-- WRITTEN EXERCISE --
Format every line of the items below as a Markdown table with the columns Row and Line. Number the rows in order and leave out any blank lines.

-- TASK DATA --

+ + + + +

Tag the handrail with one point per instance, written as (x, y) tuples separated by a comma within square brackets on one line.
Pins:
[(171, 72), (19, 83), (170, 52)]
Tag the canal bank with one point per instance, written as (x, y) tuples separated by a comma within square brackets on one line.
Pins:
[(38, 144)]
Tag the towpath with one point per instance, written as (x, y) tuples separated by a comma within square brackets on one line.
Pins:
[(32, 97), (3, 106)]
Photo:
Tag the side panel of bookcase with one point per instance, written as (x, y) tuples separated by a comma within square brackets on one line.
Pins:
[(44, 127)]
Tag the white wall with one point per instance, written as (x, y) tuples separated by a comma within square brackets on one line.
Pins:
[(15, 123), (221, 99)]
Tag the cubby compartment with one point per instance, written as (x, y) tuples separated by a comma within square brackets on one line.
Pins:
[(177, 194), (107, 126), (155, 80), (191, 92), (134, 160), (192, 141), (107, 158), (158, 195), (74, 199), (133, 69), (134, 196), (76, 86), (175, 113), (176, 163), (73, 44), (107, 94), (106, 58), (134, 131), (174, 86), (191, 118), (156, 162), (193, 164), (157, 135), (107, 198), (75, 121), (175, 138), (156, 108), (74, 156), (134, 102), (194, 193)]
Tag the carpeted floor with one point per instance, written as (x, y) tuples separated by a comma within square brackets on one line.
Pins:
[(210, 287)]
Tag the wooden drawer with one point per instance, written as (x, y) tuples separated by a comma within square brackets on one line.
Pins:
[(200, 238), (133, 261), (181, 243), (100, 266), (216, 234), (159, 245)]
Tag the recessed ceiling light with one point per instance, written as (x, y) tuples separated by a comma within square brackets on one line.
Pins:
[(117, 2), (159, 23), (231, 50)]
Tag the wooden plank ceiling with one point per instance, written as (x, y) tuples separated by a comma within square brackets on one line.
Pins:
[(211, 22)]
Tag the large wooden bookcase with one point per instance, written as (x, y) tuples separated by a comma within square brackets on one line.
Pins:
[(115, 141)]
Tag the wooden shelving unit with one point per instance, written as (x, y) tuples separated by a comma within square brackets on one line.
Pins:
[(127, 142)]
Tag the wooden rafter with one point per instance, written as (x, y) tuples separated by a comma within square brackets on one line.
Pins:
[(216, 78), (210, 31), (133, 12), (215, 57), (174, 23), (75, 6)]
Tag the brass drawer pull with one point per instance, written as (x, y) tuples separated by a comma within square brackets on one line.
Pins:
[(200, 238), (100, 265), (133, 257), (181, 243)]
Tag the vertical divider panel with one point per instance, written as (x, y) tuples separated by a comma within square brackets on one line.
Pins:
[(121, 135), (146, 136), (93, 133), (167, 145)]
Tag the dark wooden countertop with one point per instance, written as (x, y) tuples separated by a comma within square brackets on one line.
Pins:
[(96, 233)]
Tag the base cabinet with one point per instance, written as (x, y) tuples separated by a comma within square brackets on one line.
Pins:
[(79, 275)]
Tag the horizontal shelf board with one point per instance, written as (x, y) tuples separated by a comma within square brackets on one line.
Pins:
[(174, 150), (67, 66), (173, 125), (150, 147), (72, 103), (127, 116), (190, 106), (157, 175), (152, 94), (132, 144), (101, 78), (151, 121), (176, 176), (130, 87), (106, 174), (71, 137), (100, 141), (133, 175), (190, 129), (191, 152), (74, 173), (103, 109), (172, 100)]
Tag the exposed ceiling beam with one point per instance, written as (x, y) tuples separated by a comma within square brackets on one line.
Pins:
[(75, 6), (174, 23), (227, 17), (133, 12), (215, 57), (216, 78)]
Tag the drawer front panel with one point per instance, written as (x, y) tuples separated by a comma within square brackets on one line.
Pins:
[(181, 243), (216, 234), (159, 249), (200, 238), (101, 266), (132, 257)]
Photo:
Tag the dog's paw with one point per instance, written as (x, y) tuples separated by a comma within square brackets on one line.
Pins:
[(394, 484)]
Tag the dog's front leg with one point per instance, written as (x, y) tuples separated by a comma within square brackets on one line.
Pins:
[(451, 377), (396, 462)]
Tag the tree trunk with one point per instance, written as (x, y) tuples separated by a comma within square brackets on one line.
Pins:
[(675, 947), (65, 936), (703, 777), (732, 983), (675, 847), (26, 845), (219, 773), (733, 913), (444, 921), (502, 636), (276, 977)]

+ + + + +

-- ANSWER TO THIS EXERCISE --
| Row | Line |
|---|---|
| 1 | Tag the handrail with one point per instance, written as (x, y) tuples separated by a comma within square brackets on one line. |
| 2 | Pins: |
| 3 | [(171, 72), (19, 83), (170, 52)] |
| 4 | Tag the canal bank with one point per instance, written as (x, y) tuples separated by a comma within square brackets on one line. |
| 5 | Pins: |
| 6 | [(38, 144)] |
| 7 | Tag the towpath with one point per instance, written as (x, y) tuples separated by a comma within square brackets on one line. |
| 8 | Pins: |
| 9 | [(32, 97), (3, 106)] |
| 10 | Photo: |
| 11 | Tag the side panel of bookcase with one point per instance, written as (x, y) tuples separated by a comma within square brackets on one line. |
| 12 | Pins: |
| 13 | [(44, 127)] |
| 14 | Tag the white wall with one point per instance, written as (x, y) tuples separated by a comma within square brackets on one line. |
| 15 | Pins: |
| 16 | [(15, 123), (221, 99)] |
| 17 | Tag the cubby compartment with one point per instance, written as (x, y) tuples separated by a comma within square brackets on one line. |
| 18 | Pins: |
| 19 | [(177, 194), (107, 126), (155, 80), (191, 92), (134, 160), (192, 141), (107, 158), (158, 195), (74, 199), (133, 69), (134, 196), (76, 86), (175, 113), (176, 163), (73, 44), (107, 94), (106, 58), (134, 131), (174, 86), (191, 118), (156, 162), (193, 164), (157, 135), (107, 198), (75, 121), (175, 138), (156, 108), (74, 156), (134, 102), (194, 193)] |
| 20 | Tag the carpeted floor with one point per instance, written as (x, y) tuples separated by a comma within square brackets on one line. |
| 21 | Pins: |
| 22 | [(210, 287)] |
| 23 | Tag the wooden drawer with one point per instance, written as (x, y) tuples separated by a comma within square brackets on one line. |
| 24 | Pins: |
| 25 | [(200, 238), (133, 261), (181, 243), (100, 266), (216, 234), (159, 245)] |
| 26 | Tag the recessed ceiling light with one point per instance, written as (x, y) tuples separated by a comma within square brackets on one line. |
| 27 | Pins: |
| 28 | [(117, 2), (159, 23), (231, 50)] |
| 29 | Tag the wooden plank ceiling with one point per instance, written as (x, y) tuples separated by a comma within square brackets on one line. |
| 30 | Pins: |
| 31 | [(211, 22)] |
| 32 | Tag the large wooden bookcase with one point per instance, written as (x, y) tuples separated by a comma within square brackets on one line. |
| 33 | Pins: |
| 34 | [(115, 141)] |
| 35 | Tag the wooden shelving unit with one point per instance, written as (x, y) tuples separated by a comma within square brackets on one line. |
| 36 | Pins: |
| 37 | [(127, 142)] |
| 38 | Tag the wooden rafter with one point per instance, written as (x, y) tuples separated by a comma within square brackets on one line. |
| 39 | Pins: |
| 40 | [(216, 78), (210, 31), (133, 12), (215, 57), (174, 23), (75, 6)] |
| 41 | Tag the brass drawer pull with one point per instance, written as (x, y) tuples separated by a comma within square brackets on one line. |
| 42 | Pins: |
| 43 | [(200, 238), (100, 265), (133, 257), (181, 243)] |
| 44 | Tag the vertical divider panel with one point per instance, written as (x, y) tuples separated by a comma within square brackets on one line. |
| 45 | Pins: |
| 46 | [(121, 135), (146, 136), (93, 133), (167, 145)] |
| 47 | Tag the dark wooden countertop with one point per instance, written as (x, y) tuples separated by a comma within square brackets on one line. |
| 48 | Pins: |
| 49 | [(96, 233)] |
| 50 | Tag the base cabinet with one point per instance, written as (x, y) tuples separated by a comma within square brackets on one line. |
| 51 | Pins: |
| 52 | [(79, 275)] |
| 53 | Tag the horizontal shelf board with one point per instance, written as (x, y) tuples separated by a comma within square brackets on one line. |
| 54 | Pins: |
| 55 | [(174, 150), (67, 66), (173, 125), (150, 147), (72, 103), (127, 116), (190, 106), (157, 175), (152, 94), (132, 144), (101, 78), (151, 121), (176, 176), (130, 87), (106, 174), (71, 137), (100, 141), (133, 175), (190, 129), (191, 152), (74, 173), (103, 109), (172, 100)] |
| 56 | Tag the exposed ceiling beam with one point per instance, written as (x, y) tuples separated by a comma within square brackets on one line. |
| 57 | Pins: |
| 58 | [(75, 6), (174, 23), (227, 17), (133, 12), (215, 57), (216, 78)] |
| 59 | Tag the drawer front panel with one point per instance, written as (x, y) tuples separated by a comma within square brackets on one line. |
| 60 | Pins: |
| 61 | [(181, 243), (216, 234), (159, 249), (200, 238), (101, 266), (132, 257)] |
| 62 | Photo: |
| 63 | Tag the dog's paw with one point per instance, written as (x, y) tuples separated by a comma within square brackets on one line. |
| 64 | Pins: |
| 65 | [(394, 484)] |
| 66 | Tag the dog's front leg with one point per instance, written as (x, y) tuples separated by a comma within square brackets on one line. |
| 67 | Pins: |
| 68 | [(451, 377), (396, 462)] |
| 69 | Tag the tree trunk with one point per instance, written as (x, y) tuples separated by a comma within square brackets on one line. |
| 70 | Pins: |
| 71 | [(675, 947), (65, 936), (703, 777), (732, 983), (675, 847), (26, 845), (219, 773), (733, 913), (444, 921), (502, 636), (276, 977)] |